═════ SOURCE ═════

Le classement des 405 ports*, dont la productivité basée sur le temps de séjour d'un porte-conteneur dans un port a été analysée par la Banque mondiale et S&P Global Market Intelligence, n’a pas grand-chose à voir avec les inventaires qui s’appuient plus classiquement sur la seule capacité.
Pour sa quatrième édition du Container Port Performance Index (CPPI), 182 000 escales de navires et 238,2 millions de mouvements, représentant 381 MEVP en 2023, ont été passés en revue.
Certes, le premier des ports à conteneurs par sa performance est chinois (Yangshan, qui dépend du port de Shanghai), et ce, pour la deuxième année consécutive. Et parmi les dix premiers, sept sont chinois alors que 13 des 20 premières places sont occupées par les paces d'Asie de l'Est et du Sud-Est. Mais Singapour, le numéro deux mondial par la capacité se voit reléguer en 17e position et le troisième, Ningbo, ne se situe qu'au 12e niveau.
Le second mondial à briller par son efficacité est un ressortissant du Moyen-Orient (Salalah). Le grand port d'Oman, à seulement 150 km des grandes routes maritimes Est-Ouest, occupait déjà cette position dans la précédente édition.

═════ DONNÉES FOURNIES ═════

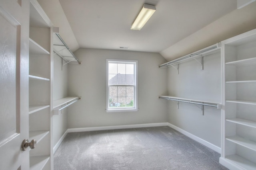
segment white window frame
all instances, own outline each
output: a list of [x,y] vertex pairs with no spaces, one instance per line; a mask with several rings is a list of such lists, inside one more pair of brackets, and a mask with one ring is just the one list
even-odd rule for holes
[[[138,111],[138,61],[136,60],[118,60],[114,59],[106,59],[106,109],[107,112],[136,111]],[[116,63],[121,64],[134,64],[134,107],[110,107],[109,104],[109,85],[108,85],[108,64],[109,63]],[[121,85],[122,86],[122,85]]]

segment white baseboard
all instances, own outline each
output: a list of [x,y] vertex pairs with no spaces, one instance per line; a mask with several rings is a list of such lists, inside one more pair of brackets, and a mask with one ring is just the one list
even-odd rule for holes
[[199,142],[199,143],[203,145],[204,145],[208,147],[208,148],[212,149],[216,152],[219,153],[220,153],[221,152],[221,149],[217,147],[217,146],[214,145],[207,142],[206,141],[205,141],[204,139],[202,139],[200,137],[197,137],[196,136],[195,136],[194,135],[187,132],[184,130],[180,129],[180,128],[177,127],[177,126],[174,125],[170,123],[167,123],[168,125],[168,126],[169,126],[170,127],[171,127],[172,129],[174,129],[176,130],[177,131],[178,131],[180,132],[181,133],[182,133],[184,135],[187,136],[188,137],[194,140],[197,142]]
[[102,126],[100,127],[84,127],[68,129],[68,133],[80,132],[88,131],[103,131],[106,130],[120,129],[122,129],[138,128],[140,127],[156,127],[168,126],[168,123],[139,124],[136,125],[120,125],[118,126]]
[[225,159],[222,157],[220,158],[220,163],[230,170],[240,170],[244,169],[242,167],[236,166],[235,164],[232,163],[227,159]]
[[66,131],[66,132],[65,132],[63,135],[62,135],[60,140],[59,140],[59,141],[58,141],[56,145],[55,145],[55,146],[53,147],[54,154],[56,151],[56,150],[57,150],[57,149],[58,149],[58,148],[60,145],[60,144],[62,142],[63,140],[64,140],[64,138],[65,138],[65,137],[66,137],[66,136],[67,135],[67,134],[68,134],[68,129],[67,129],[67,130]]
[[158,126],[168,126],[176,131],[180,132],[184,135],[190,137],[199,143],[208,147],[213,150],[220,153],[221,149],[220,148],[205,141],[194,135],[184,130],[183,129],[177,127],[171,123],[168,122],[159,123],[156,123],[140,124],[136,125],[121,125],[117,126],[102,126],[100,127],[84,127],[81,128],[72,128],[68,129],[60,138],[57,144],[53,148],[53,153],[54,153],[63,141],[63,139],[67,135],[67,134],[70,132],[80,132],[88,131],[102,131],[106,130],[120,129],[122,129],[138,128],[140,127],[155,127]]

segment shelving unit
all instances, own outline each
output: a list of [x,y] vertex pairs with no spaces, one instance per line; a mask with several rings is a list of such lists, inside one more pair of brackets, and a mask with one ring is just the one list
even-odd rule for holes
[[36,0],[30,0],[29,39],[29,141],[30,170],[52,170],[52,25]]
[[220,162],[230,169],[255,170],[256,29],[221,43],[224,107]]

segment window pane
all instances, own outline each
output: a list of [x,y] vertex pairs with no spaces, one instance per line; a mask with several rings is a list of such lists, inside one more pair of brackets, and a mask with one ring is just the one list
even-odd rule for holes
[[133,87],[126,87],[126,97],[134,97],[134,88]]
[[117,64],[108,63],[108,74],[117,74]]
[[126,82],[125,84],[127,85],[134,85],[134,74],[126,74]]
[[121,98],[118,98],[118,102],[120,104],[118,104],[119,105],[119,107],[126,107],[126,98],[125,97],[121,97]]
[[118,64],[117,73],[125,74],[125,64]]
[[109,107],[114,107],[117,106],[117,98],[109,98]]
[[108,84],[117,84],[117,74],[108,74]]
[[133,107],[134,98],[126,98],[126,107]]
[[126,77],[125,74],[117,74],[117,84],[125,84],[126,82]]
[[111,86],[109,87],[109,97],[117,97],[117,87]]
[[126,87],[118,86],[118,97],[126,97]]
[[134,64],[127,64],[126,71],[126,74],[134,74]]

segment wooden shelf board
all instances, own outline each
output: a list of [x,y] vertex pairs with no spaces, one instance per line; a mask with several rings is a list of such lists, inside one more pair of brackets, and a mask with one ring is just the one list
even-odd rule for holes
[[227,83],[255,83],[256,80],[245,80],[245,81],[230,81],[226,82]]
[[28,77],[29,77],[30,80],[42,80],[50,81],[50,79],[49,78],[32,76],[32,75],[29,75]]
[[242,104],[252,104],[256,105],[256,102],[249,101],[247,100],[227,100],[226,101],[227,102],[231,103],[241,103]]
[[42,170],[50,159],[50,155],[30,157],[30,170]]
[[67,97],[66,98],[62,98],[62,99],[54,100],[53,101],[53,108],[54,109],[59,106],[60,106],[65,104],[71,102],[78,98],[79,98],[79,97]]
[[226,119],[227,121],[256,128],[256,122],[243,119],[234,118]]
[[49,107],[50,105],[29,105],[28,113],[31,114]]
[[256,164],[236,154],[227,156],[226,158],[233,164],[243,168],[243,169],[255,170]]
[[237,61],[232,61],[226,63],[226,64],[229,65],[240,65],[246,64],[251,64],[252,63],[256,62],[256,57],[251,58],[244,60],[238,60]]
[[226,139],[240,145],[256,151],[256,142],[246,139],[238,136],[227,137]]
[[29,54],[49,55],[50,52],[32,39],[29,39]]
[[40,141],[49,133],[49,130],[30,131],[29,131],[29,141],[32,139],[36,139],[36,143]]

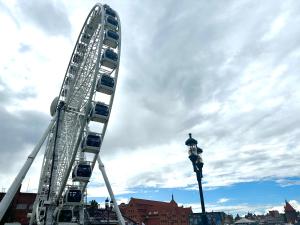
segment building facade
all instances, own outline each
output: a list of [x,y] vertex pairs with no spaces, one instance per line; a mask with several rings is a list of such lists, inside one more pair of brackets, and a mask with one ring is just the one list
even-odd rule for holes
[[123,215],[138,225],[188,225],[191,207],[179,207],[173,196],[170,202],[131,198],[128,204],[122,203]]
[[[206,212],[205,213],[208,221],[208,225],[223,225],[225,223],[224,212]],[[192,213],[189,215],[189,225],[200,225],[203,224],[203,213]]]
[[[3,199],[4,195],[5,193],[0,192],[0,200]],[[13,222],[19,222],[21,225],[29,224],[27,214],[32,211],[35,197],[35,193],[22,193],[19,190],[7,209],[0,225]]]

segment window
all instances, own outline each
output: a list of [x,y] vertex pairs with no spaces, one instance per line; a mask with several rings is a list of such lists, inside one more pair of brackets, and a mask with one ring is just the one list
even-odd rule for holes
[[16,209],[26,209],[27,208],[27,204],[23,204],[23,203],[19,203],[16,206]]

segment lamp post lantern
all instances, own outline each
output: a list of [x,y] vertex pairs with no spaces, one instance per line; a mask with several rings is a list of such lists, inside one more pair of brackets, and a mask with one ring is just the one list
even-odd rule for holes
[[207,217],[205,214],[205,204],[204,204],[204,197],[203,197],[203,190],[202,190],[202,168],[203,168],[203,160],[201,157],[201,153],[203,150],[197,146],[198,141],[192,138],[192,134],[189,133],[189,138],[186,140],[185,145],[188,146],[188,153],[189,153],[189,159],[191,160],[193,164],[194,172],[197,176],[198,186],[199,186],[199,194],[200,194],[200,202],[201,202],[201,209],[202,209],[202,215],[203,215],[203,224],[207,225]]

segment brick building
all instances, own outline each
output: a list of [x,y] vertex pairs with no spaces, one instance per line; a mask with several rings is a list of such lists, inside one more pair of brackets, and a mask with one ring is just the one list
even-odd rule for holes
[[139,225],[188,225],[193,213],[191,207],[179,207],[173,195],[170,202],[131,198],[128,204],[120,205],[120,210]]

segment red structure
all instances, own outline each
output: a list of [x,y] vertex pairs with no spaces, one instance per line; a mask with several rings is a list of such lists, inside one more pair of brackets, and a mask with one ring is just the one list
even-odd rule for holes
[[170,202],[131,198],[128,204],[120,205],[120,210],[139,225],[188,225],[193,213],[191,207],[178,207],[173,195]]
[[[4,195],[5,193],[0,192],[0,200],[3,199]],[[32,211],[35,197],[35,193],[21,193],[19,189],[2,221],[0,222],[0,225],[12,222],[19,222],[21,225],[29,224],[27,213]]]
[[297,220],[297,212],[288,201],[285,201],[284,213],[288,223],[294,224]]

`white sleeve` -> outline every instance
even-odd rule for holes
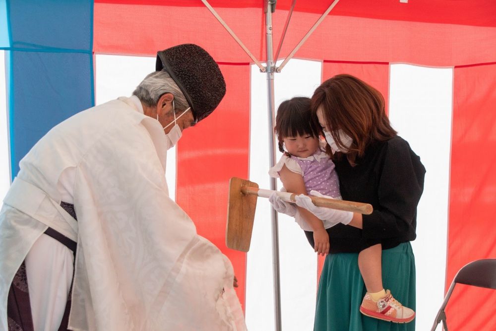
[[[289,157],[285,154],[279,159],[279,162],[275,166],[269,169],[269,176],[271,177],[279,178],[279,172],[282,169],[282,166],[286,165],[286,168],[293,172],[296,172],[303,176],[303,171],[302,171],[302,167],[300,166],[298,163],[293,158]]]
[[[57,182],[57,190],[61,200],[74,204],[74,183],[76,180],[76,167],[66,168],[61,174]]]

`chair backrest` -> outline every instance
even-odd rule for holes
[[[496,289],[496,259],[471,262],[460,269],[453,281]]]

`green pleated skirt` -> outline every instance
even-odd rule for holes
[[[382,251],[382,282],[404,306],[415,310],[415,260],[409,242]],[[329,254],[317,292],[315,331],[414,331],[415,320],[399,324],[365,316],[360,304],[367,290],[358,253]]]

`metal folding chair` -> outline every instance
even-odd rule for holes
[[[437,312],[437,315],[434,321],[434,325],[433,325],[431,331],[434,331],[437,327],[437,325],[441,322],[444,331],[448,331],[444,308],[448,303],[448,300],[451,295],[453,289],[457,283],[496,289],[496,259],[486,259],[473,261],[458,270],[453,281],[451,282],[451,285],[450,285],[448,292],[446,294],[441,308]]]

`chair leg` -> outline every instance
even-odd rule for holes
[[[443,301],[442,305],[441,305],[441,308],[439,308],[439,311],[437,312],[437,315],[436,315],[435,320],[434,320],[434,324],[433,325],[431,331],[435,331],[436,328],[437,327],[437,325],[441,323],[441,321],[442,321],[442,326],[444,329],[444,331],[447,331],[448,327],[446,323],[446,313],[444,312],[444,308],[448,303],[449,297],[451,296],[451,292],[453,292],[453,289],[455,287],[455,284],[454,281],[451,282],[451,285],[450,285],[449,288],[448,289],[448,292],[446,293],[444,301]]]
[[[446,314],[444,313],[444,311],[442,311],[442,328],[444,331],[448,331],[448,325],[446,323]]]

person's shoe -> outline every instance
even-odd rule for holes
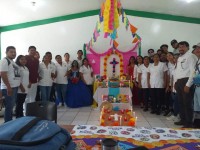
[[[174,121],[176,119],[176,116],[171,115],[171,116],[167,117],[166,119],[169,120],[169,121],[171,121],[171,120]]]
[[[176,118],[173,120],[174,122],[179,122],[179,121],[181,121],[181,118],[180,118],[180,116],[178,115],[178,116],[176,116]]]
[[[156,111],[156,115],[160,115],[160,111]]]
[[[177,126],[182,126],[182,125],[184,125],[184,124],[183,124],[183,121],[181,121],[181,120],[178,121],[178,122],[174,122],[174,124],[177,125]]]
[[[155,113],[156,113],[156,111],[155,111],[155,110],[152,110],[152,111],[151,111],[151,114],[155,114]]]
[[[171,111],[170,110],[166,110],[163,116],[168,116],[171,115]]]
[[[144,112],[148,111],[148,108],[143,109]]]
[[[193,125],[192,124],[187,124],[187,125],[182,126],[181,128],[193,128]]]
[[[197,129],[200,128],[200,119],[194,119],[193,127]]]

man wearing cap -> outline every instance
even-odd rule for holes
[[[154,55],[154,49],[148,50],[148,56],[149,56],[149,62],[153,63],[153,55]]]
[[[175,77],[177,79],[175,89],[178,95],[181,120],[179,122],[175,122],[174,124],[183,125],[184,128],[191,128],[193,127],[194,97],[192,81],[197,57],[189,52],[189,43],[186,41],[179,42],[178,49],[180,56],[177,60],[177,66],[175,68]]]
[[[161,45],[160,49],[162,50],[163,53],[165,53],[165,54],[168,53],[168,45],[167,44]]]
[[[194,69],[194,78],[193,83],[195,86],[194,92],[194,127],[200,128],[200,43],[193,46],[195,48],[195,54],[198,57],[198,60]]]
[[[174,48],[173,53],[174,54],[179,54],[179,50],[178,50],[178,42],[177,40],[172,40],[171,41],[171,46]]]

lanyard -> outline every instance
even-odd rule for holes
[[[199,64],[200,64],[200,62],[199,62],[199,58],[198,58],[198,60],[197,60],[197,63],[196,63],[196,66],[195,66],[195,71],[198,71],[198,73],[200,74],[200,69],[199,69]]]

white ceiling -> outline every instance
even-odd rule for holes
[[[99,9],[104,0],[0,0],[0,26]],[[36,2],[33,6],[32,2]],[[200,0],[121,0],[125,9],[200,18]]]

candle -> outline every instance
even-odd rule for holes
[[[124,117],[124,121],[127,121],[127,117]]]
[[[135,112],[133,112],[133,117],[135,118]]]
[[[136,126],[136,122],[137,122],[137,117],[135,117],[135,126]]]

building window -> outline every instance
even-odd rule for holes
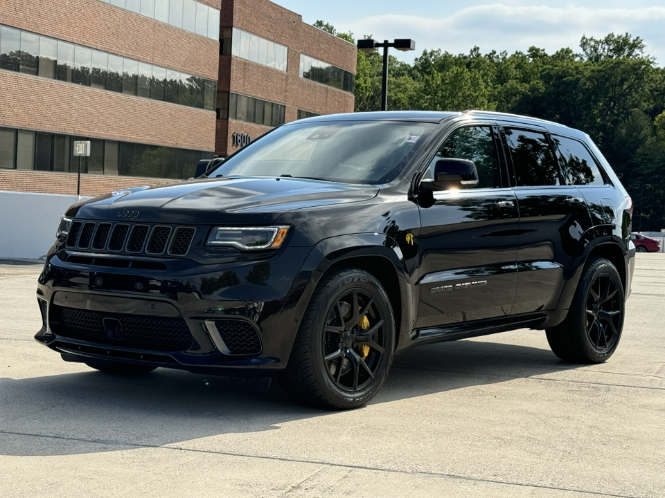
[[[245,122],[277,127],[283,124],[286,107],[267,100],[231,93],[229,95],[229,118]]]
[[[305,54],[300,55],[300,77],[344,91],[353,92],[355,77],[353,73]]]
[[[312,112],[310,112],[309,111],[303,111],[302,109],[298,109],[297,119],[304,119],[305,118],[313,118],[315,116],[321,116],[321,114],[312,113]]]
[[[5,26],[0,26],[0,68],[215,110],[215,80]]]
[[[228,28],[222,30],[224,37],[222,44],[229,45],[230,43],[232,55],[286,72],[288,48],[285,46],[237,28],[233,28],[231,31],[231,39],[229,39],[226,37]]]
[[[75,140],[90,140],[89,157],[80,158],[81,172],[184,179],[194,174],[209,151],[116,142],[46,131],[0,128],[0,167],[75,173]]]
[[[220,10],[195,0],[100,1],[206,38],[220,37]]]

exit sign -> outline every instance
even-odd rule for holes
[[[74,156],[83,156],[88,157],[90,155],[90,140],[74,141]]]

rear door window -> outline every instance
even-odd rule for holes
[[[556,156],[544,133],[505,128],[504,133],[513,162],[515,186],[561,184]]]
[[[568,185],[601,185],[605,180],[591,152],[581,142],[558,135],[552,136],[566,163],[564,178]]]

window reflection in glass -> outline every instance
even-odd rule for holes
[[[183,1],[182,28],[190,33],[196,31],[196,2],[194,0]]]
[[[92,64],[92,50],[86,47],[74,47],[74,69],[71,74],[73,83],[90,86],[91,66]]]
[[[105,90],[108,70],[109,55],[106,52],[93,50],[90,86],[93,88]]]
[[[74,46],[66,42],[57,42],[57,66],[55,77],[61,81],[71,81],[74,65]]]
[[[123,68],[123,93],[136,95],[138,78],[139,61],[125,59]]]
[[[36,75],[37,59],[39,56],[39,35],[22,31],[21,33],[20,71]]]
[[[166,90],[166,68],[152,66],[152,83],[150,98],[155,100],[163,100]]]
[[[69,172],[71,154],[69,150],[71,137],[55,135],[53,141],[53,171]]]
[[[217,94],[217,82],[206,80],[204,91],[203,108],[206,111],[214,111],[215,109],[215,96]]]
[[[53,160],[53,133],[37,133],[37,151],[35,169],[37,171],[52,171]]]
[[[150,79],[152,77],[152,64],[139,63],[139,80],[136,84],[136,95],[150,98]]]
[[[109,72],[106,88],[111,91],[123,91],[123,73],[125,59],[119,55],[109,54]]]
[[[154,0],[141,0],[141,15],[154,19]]]
[[[17,130],[16,167],[17,169],[32,169],[35,165],[35,132]]]
[[[176,28],[182,28],[182,0],[170,0],[168,24]]]
[[[16,130],[0,128],[0,168],[13,168],[16,155]]]
[[[208,6],[196,3],[196,34],[208,35]]]
[[[567,185],[605,184],[593,156],[581,142],[556,135],[553,136],[552,139],[566,163],[564,177]]]
[[[55,77],[55,64],[57,62],[57,41],[47,37],[40,37],[39,63],[38,75],[43,77]]]
[[[127,0],[125,8],[130,12],[141,13],[141,0]]]
[[[506,128],[505,136],[518,187],[560,184],[556,156],[544,134]]]
[[[172,69],[166,70],[166,92],[165,100],[166,102],[178,103],[178,97],[180,86],[180,72]]]
[[[220,38],[220,10],[208,8],[208,37],[211,39]]]
[[[168,24],[168,0],[155,0],[154,19]]]
[[[0,27],[0,69],[17,71],[21,55],[21,32],[8,26]]]

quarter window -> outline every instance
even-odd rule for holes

═════

## SÉRIE DE TÂCHES
1. D'après le texte sur le classement des ports à conteneurs, à quelle distance des grandes routes maritimes Est-Ouest se trouve le port de Salalah ?
2. Dans le texte sur le classement des ports à conteneurs, restituez à l'identique le passage qui va de "Le classement des" jusqu'à "passés en revue." inclus.

## RÉPONSES DÉTAILLÉES
1. À seulement 150 km.

2.
Le classement des 405 ports*, dont la productivité basée sur le temps de séjour d'un porte-conteneur dans un port a été analysée par la Banque mondiale et S&P Global Market Intelligence, n’a pas grand-chose à voir avec les inventaires qui s’appuient plus classiquement sur la seule capacité.
Pour sa quatrième édition du Container Port Performance Index (CPPI), 182 000 escales de navires et 238,2 millions de mouvements, représentant 381 MEVP en 2023, ont été passés en revue.